The other news is that the Open is the only Slam where Federer and Nadal have never played. New York wants a piece of this generation’s great rivalry before it’s too late, and we’re never going to have a better shot at it. We’ve seen Ali and Frazier. We’ve seen Borg and McEnroe. Even Godzilla took a cruise to Manhattan for a showdown with King Kong. Are we finally going to get Nadal and Federer?

Nadal vs. Mikhail Youzhny
The head to head is 7-4 in Nadal’s favor, though the last time they played on a hard court, in Chennai a couple of years ago, Youzhny won love and 1. While Nadal was coming off an epic match with Carlos Moya the day before, there’s no question that Youzhny has troubled him at times in the past. He even eliminated Nadal in the quarters at Flushing Meadows four years ago and was up two sets on him at Wimbledon the following year, before Nadal completely turned the tables. Since then, Nadal has mostly had the upper hand.

Last night Nadal said that Youzhny’s shots are difficult because they’re so flat, and that they work well on this court, where the ball picks up speed more than it does on some of the other hard courts on tour. Youzhny is also adept at taking his backhand down the line, which is a huge help against Nadal’s lefty serve and forehand.

If you go by Nadal’s form so far, none of that will matter. He’s been playing too well, with too much self-assurance, aggression, speed, and determination, for Youzhny to take even a set. Plus, Youzhny is coming off a a very draining five-setter against Wawrinka. Nadal wasn’t serving quite as hard last night, but he’s only been broken once in the tournament. Most impressive to me has been his ability to hit offensive shots, mostly forehands, from positions, like well back in his backhand corner, that would normally be defensive, for him or anyone else. Nadal has been less patient than ever with the grind of the rally. According to him, that approach will continue. To combat Youzhny’s flat strokes, he says he can’t cede much territory to him. That should be music to the ears of Nadal fans, because that’s always been his attitude at Wimbledon.

One caveat, because there always must be a caveat. Recent form is a good predictor of future form—except when it isn’t. I watched Nadal play two of the very best matches I’ve ever seen—one against Youzhny—in Rome three years ago, and then come out utterly flat against Davydenko in the semis. The shots that penetrated were now floating. Offense had given way to defense, dictating to defending. It can happen, even tomorrow. But I wouldn’t bet on it.

**INPUT DATA**.
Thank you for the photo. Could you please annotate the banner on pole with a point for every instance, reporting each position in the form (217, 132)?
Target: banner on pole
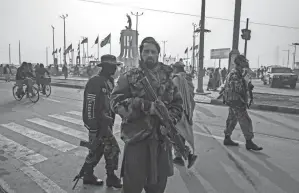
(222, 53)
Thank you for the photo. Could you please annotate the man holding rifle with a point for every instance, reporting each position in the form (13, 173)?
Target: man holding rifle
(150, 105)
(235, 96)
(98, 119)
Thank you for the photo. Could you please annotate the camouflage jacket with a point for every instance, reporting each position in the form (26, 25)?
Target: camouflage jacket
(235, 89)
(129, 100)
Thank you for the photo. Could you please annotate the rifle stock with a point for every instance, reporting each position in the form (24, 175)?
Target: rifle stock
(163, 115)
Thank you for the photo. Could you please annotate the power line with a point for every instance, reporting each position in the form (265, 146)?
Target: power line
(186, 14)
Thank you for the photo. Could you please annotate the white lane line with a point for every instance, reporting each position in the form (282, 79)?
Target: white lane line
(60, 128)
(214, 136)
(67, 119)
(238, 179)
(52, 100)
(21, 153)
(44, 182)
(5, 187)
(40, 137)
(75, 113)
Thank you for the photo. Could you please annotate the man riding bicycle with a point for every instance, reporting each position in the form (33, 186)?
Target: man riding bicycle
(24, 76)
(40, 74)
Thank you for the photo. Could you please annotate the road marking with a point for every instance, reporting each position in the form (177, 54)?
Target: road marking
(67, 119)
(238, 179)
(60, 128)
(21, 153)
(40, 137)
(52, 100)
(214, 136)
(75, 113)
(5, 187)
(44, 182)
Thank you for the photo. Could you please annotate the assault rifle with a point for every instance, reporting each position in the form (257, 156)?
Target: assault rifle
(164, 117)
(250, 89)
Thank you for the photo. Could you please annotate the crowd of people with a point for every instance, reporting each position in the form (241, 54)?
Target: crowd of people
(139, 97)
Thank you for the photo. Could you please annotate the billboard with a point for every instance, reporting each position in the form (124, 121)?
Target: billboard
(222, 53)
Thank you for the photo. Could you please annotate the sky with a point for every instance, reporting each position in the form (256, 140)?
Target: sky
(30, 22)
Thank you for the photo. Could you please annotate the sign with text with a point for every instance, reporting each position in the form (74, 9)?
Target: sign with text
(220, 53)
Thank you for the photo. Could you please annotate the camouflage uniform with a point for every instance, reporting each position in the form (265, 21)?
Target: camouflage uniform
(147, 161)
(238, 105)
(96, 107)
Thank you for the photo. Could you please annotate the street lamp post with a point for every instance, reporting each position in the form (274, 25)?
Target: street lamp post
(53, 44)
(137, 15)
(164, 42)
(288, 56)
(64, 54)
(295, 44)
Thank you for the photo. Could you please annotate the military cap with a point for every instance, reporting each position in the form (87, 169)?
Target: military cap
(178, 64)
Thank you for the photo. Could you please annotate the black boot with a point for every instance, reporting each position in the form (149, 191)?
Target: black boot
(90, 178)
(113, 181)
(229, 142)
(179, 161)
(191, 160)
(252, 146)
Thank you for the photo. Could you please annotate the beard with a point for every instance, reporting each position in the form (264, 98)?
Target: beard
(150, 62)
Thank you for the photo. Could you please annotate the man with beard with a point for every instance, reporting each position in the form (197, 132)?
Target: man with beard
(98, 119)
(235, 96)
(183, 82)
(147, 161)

---

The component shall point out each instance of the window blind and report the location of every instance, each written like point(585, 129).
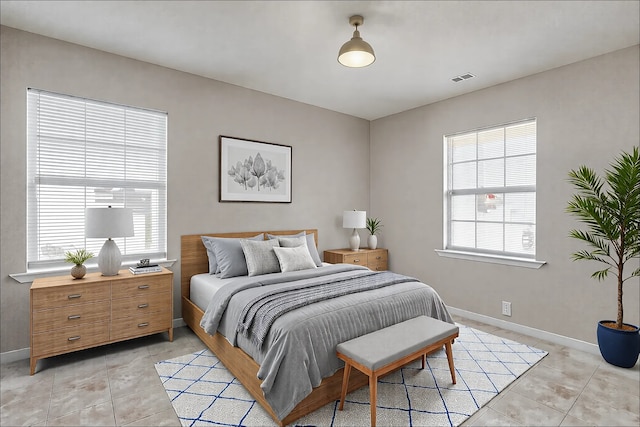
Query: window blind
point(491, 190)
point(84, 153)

**EXERCISE A**.
In the tennis preview, what is the head-to-head record between Nadal and Youzhny?
**EXERCISE B**.
Echo the tennis preview from "The other news" up to and including "Nadal and Federer?".
**EXERCISE C**.
Carry on the tennis preview about Nadal and Youzhny from where it stops.
The data has nothing to do with the tennis preview.

**EXPECTED ANSWER A**.
7-4 in Nadal's favor.

**EXPECTED ANSWER B**.
The other news is that the Open is the only Slam where Federer and Nadal have never played. New York wants a piece of this generation’s great rivalry before it’s too late, and we’re never going to have a better shot at it. We’ve seen Ali and Frazier. We’ve seen Borg and McEnroe. Even Godzilla took a cruise to Manhattan for a showdown with King Kong. Are we finally going to get Nadal and Federer?

**EXPECTED ANSWER C**.
Winner: Nadal

***

Federer vs. Novak Djokovic
On paper, this should be the trickier semi, but I don’t see it. Djokovic has lost to Federer the last three years at the Open, and in 2009 he caved mentally. Federer’s between the legs winner near the end just confirmed Djokovic’s thinking at the moment—the guy is too good.

That shouldn’t necessarily be true. Djokovic came back to beat Federer on his home court in Basel later in the year. And the Serb has been winning almost as efficiently here as Nadal and Federer. But he also hasn’t faced the world’s most tenacious competition. In the fourth round he got Mardy Fish, who conveniently forgot he was a New Player. In the quarters, he got Gael Monfils, who conveniently forgot that he was a tennis player at all.

Federer, on the other hand, has been his old regal self, making No. 5 seed Robin Soderling look like the flat-footed Sod of yore—like, 2008. Federer has at times appeared to be moving more quickly than ever. Or maybe he’s just moving more aggressively. Like Nadal, defense has been offense for him, there’s been little sign of the erratic, shank-ridden stretches that have cost him this season, and his consistency with his serve in the wind has been astounding—judging by his comments after his quarter, Federer thinks the wind works in his favor, because of his uncomplicated service motion. You might even say that the wind has actually helped him, the same way it’s helped Nadal. Both guys mentioned that playing in it requires you to be especially vigilant with footwork, with making tiny adjustment steps as the swerves toward you. It’s made them both a little sharper. Too sharp for anyone else.

Rog and Rafa haven't lost a set. I'm guessing they won't lose one on Saturday, either. This should be it. These guys deserve each other.